ASSIGNMENT — The expected output is the first line of the data below and every line after it, up to and including the line containing "Target: concrete block wall", each reproduced exactly.

[Records from a data source]
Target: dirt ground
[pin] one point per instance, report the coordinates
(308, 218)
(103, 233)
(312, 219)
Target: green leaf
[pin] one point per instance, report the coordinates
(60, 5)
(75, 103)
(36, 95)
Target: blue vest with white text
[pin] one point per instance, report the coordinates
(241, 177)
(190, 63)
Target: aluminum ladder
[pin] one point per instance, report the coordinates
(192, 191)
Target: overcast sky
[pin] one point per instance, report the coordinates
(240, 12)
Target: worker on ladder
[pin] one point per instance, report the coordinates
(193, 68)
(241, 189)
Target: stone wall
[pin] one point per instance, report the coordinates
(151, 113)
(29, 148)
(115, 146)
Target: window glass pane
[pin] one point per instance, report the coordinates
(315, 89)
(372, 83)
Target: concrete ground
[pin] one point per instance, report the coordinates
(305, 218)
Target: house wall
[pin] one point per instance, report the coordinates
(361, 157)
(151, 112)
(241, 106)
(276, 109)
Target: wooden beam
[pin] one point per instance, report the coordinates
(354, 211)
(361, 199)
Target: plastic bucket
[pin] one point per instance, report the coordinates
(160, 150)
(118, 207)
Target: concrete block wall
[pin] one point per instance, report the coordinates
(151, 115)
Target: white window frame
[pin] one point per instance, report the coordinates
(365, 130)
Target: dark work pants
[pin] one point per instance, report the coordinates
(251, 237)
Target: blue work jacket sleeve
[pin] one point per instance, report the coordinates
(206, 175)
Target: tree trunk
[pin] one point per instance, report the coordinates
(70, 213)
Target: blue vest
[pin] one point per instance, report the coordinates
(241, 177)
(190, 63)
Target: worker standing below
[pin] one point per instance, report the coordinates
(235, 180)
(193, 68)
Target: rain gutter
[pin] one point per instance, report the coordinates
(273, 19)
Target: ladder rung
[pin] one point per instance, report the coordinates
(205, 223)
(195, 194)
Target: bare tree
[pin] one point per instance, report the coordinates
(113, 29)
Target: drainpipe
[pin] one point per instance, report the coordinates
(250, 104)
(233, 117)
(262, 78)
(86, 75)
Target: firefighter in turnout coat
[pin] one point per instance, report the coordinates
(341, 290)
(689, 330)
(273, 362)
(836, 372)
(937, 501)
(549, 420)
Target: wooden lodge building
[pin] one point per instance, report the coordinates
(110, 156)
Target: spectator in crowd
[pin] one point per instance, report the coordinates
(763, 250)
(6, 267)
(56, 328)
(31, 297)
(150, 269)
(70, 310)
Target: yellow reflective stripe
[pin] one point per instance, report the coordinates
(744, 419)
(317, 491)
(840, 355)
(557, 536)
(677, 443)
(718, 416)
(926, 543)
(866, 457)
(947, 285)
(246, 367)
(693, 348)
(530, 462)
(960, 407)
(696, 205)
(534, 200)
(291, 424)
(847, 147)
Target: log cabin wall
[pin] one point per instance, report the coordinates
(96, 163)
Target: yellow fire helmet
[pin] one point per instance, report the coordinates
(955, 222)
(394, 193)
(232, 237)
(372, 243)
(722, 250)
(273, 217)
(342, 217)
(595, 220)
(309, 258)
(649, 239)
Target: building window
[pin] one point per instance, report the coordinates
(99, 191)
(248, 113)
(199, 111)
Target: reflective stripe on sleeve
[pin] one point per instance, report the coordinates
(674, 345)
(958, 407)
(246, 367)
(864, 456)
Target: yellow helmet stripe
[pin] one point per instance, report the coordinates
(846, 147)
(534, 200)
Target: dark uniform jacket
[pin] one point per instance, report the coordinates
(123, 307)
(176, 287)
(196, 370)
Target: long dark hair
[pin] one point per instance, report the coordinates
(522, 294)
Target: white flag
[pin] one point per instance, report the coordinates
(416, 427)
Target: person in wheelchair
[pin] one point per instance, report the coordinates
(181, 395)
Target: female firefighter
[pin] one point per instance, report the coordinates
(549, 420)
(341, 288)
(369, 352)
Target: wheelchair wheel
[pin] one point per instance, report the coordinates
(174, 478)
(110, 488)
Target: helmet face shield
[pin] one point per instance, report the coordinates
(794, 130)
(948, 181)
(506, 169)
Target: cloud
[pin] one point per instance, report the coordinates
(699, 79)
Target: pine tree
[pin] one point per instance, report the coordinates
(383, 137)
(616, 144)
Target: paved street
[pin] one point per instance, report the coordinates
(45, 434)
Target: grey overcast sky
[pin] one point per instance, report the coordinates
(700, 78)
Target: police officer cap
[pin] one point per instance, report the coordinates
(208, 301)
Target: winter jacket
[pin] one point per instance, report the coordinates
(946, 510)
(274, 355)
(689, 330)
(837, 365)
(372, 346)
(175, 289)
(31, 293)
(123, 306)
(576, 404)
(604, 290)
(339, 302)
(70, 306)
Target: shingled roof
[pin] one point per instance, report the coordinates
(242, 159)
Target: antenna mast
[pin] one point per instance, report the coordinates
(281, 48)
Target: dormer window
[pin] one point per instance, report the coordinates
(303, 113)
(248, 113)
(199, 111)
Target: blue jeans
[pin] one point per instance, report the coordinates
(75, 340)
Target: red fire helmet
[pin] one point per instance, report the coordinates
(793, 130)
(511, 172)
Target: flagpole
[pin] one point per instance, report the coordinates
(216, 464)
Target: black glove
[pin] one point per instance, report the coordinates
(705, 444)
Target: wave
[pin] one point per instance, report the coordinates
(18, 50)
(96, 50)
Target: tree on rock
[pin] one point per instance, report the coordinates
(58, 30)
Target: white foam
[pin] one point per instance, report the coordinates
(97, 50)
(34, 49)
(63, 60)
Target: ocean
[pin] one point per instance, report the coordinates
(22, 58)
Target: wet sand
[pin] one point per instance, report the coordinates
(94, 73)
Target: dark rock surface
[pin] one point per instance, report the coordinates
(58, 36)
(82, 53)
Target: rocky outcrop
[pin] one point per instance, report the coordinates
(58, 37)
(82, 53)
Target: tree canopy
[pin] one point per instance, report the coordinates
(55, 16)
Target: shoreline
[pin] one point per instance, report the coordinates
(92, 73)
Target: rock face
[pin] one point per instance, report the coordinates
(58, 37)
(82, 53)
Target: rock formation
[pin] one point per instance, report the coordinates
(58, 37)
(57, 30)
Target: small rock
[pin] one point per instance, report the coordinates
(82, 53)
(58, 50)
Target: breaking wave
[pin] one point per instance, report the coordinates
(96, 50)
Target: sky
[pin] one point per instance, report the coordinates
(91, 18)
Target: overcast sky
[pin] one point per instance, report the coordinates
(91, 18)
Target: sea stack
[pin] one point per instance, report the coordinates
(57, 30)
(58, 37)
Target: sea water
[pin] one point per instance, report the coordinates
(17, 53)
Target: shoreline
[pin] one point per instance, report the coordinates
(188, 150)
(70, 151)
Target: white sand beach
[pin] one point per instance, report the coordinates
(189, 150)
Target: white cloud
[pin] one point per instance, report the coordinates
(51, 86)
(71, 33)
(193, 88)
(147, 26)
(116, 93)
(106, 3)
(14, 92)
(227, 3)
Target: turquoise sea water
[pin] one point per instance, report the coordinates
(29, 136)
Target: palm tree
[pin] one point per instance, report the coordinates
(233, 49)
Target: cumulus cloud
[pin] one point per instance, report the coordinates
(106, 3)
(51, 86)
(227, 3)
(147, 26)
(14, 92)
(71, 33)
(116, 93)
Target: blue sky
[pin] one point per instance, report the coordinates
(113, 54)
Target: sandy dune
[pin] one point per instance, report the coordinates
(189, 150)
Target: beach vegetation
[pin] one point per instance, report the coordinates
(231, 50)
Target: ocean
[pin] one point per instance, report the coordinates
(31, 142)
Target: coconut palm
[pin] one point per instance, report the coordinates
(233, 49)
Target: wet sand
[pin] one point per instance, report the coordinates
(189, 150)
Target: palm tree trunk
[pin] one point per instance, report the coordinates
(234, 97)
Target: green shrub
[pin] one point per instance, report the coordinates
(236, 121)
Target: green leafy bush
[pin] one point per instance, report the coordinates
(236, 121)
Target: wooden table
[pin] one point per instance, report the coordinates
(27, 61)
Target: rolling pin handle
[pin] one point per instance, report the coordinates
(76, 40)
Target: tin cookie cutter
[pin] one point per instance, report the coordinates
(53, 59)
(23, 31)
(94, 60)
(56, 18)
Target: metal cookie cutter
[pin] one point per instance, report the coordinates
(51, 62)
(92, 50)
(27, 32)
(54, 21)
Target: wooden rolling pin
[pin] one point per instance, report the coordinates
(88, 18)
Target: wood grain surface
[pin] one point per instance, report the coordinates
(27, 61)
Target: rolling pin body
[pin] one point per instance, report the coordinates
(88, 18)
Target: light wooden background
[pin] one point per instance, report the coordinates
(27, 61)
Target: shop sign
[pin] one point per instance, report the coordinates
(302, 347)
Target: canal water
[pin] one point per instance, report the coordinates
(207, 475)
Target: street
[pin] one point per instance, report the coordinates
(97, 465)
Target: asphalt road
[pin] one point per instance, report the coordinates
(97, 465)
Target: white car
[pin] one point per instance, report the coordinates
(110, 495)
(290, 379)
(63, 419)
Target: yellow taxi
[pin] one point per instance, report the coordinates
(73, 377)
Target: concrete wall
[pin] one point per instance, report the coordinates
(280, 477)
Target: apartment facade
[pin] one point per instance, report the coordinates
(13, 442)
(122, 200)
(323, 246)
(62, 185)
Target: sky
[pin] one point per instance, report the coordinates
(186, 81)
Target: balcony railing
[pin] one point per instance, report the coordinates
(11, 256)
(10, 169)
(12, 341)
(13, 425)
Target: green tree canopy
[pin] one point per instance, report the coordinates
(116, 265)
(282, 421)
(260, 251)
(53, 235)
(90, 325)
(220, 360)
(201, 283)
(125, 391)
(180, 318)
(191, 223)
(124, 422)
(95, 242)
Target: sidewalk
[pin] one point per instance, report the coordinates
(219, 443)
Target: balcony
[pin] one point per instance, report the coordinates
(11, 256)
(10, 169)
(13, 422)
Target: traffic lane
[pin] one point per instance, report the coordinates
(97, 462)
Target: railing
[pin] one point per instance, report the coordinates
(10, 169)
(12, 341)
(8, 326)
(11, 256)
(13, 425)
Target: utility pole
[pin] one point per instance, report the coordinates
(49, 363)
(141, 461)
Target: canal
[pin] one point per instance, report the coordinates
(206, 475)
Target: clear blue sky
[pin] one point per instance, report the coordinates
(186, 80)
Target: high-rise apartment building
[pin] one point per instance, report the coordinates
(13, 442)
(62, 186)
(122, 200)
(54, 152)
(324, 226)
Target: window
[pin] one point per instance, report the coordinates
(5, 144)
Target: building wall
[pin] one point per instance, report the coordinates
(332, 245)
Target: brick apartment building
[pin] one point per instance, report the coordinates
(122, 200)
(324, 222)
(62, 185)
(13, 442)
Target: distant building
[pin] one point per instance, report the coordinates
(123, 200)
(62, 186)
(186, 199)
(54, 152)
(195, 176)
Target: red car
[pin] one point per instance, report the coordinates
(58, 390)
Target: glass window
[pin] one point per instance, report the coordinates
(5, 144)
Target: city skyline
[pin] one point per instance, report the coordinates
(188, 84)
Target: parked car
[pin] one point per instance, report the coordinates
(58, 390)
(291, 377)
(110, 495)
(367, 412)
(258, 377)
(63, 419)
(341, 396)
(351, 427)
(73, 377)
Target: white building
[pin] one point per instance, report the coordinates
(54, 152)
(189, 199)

WRITTEN ANSWER —
Target: dirt ground
[pin] one point per instance, report the coordinates
(308, 218)
(103, 233)
(312, 219)
Target: green leaf
[pin] one point per instance, report the coordinates
(60, 5)
(75, 103)
(36, 95)
Target: blue vest with white text
[pin] one point per instance, report the coordinates
(241, 177)
(190, 63)
Target: aluminum ladder
[pin] one point per instance, report the coordinates
(192, 191)
Target: overcast sky
[pin] one point per instance, report the coordinates
(240, 12)
Target: worker on ladder
[pin] one point per instance, report the coordinates
(193, 68)
(241, 189)
Target: stone wall
[pin] one point per instance, report the coordinates
(151, 113)
(29, 148)
(115, 146)
Target: window glass pane
[pin] one point per instance, report the coordinates
(315, 89)
(372, 83)
Target: concrete ground
[pin] one point per instance, report the coordinates
(305, 218)
Target: house wall
[pin] one point per instance, report the coordinates
(361, 157)
(151, 112)
(241, 106)
(276, 109)
Target: wooden beam
[pin] one point per instance, report the coordinates
(354, 211)
(361, 199)
Target: plastic bucket
[pin] one point per instance, report the coordinates
(160, 150)
(118, 207)
Target: concrete block wall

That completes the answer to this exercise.